### Provided records
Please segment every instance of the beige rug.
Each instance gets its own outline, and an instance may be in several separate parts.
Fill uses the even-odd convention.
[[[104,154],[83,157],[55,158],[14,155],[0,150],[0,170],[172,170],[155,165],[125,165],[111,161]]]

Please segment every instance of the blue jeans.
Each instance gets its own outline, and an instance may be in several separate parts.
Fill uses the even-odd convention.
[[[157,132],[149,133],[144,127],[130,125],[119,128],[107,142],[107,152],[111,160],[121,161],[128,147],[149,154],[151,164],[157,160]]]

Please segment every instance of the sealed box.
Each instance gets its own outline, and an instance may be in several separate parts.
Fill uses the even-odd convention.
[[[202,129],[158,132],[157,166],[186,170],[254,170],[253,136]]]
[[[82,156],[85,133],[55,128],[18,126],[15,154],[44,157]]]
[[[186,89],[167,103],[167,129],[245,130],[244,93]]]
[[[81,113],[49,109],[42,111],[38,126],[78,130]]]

* * *

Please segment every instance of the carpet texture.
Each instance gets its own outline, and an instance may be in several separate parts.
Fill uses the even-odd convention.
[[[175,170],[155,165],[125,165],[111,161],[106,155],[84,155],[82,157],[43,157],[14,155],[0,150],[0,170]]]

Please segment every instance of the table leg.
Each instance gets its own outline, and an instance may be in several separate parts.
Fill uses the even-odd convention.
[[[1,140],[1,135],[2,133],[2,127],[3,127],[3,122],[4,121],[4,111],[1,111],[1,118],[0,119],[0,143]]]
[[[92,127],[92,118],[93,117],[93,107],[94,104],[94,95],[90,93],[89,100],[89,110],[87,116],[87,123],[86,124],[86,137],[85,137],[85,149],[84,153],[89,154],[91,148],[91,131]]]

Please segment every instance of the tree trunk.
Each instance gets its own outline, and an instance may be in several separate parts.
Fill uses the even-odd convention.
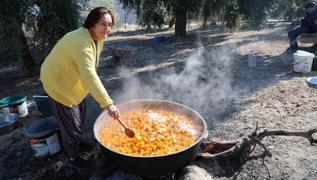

### Short exercise
Can you give the lines of the listing above as a numbered list, skipping any blank lines? Start at the line that contains "Please segment every instance of the sealed" and stop after the line that contains "[[[81,113],[49,109],[42,111],[38,126],[78,130]]]".

### Solution
1. Please segment every instance of the sealed box.
2. Each instance gets its own outline, and an instance may be in several separate parts.
3. Fill uses the even-odd convention.
4. [[[202,129],[158,132],[157,166],[186,170],[254,170],[253,136]]]
5. [[[82,156],[85,133],[55,128],[18,126],[15,154],[44,157]]]
6. [[[186,89],[167,103],[167,129],[245,130],[244,93]]]
7. [[[81,113],[49,109],[42,111],[38,126],[78,130]]]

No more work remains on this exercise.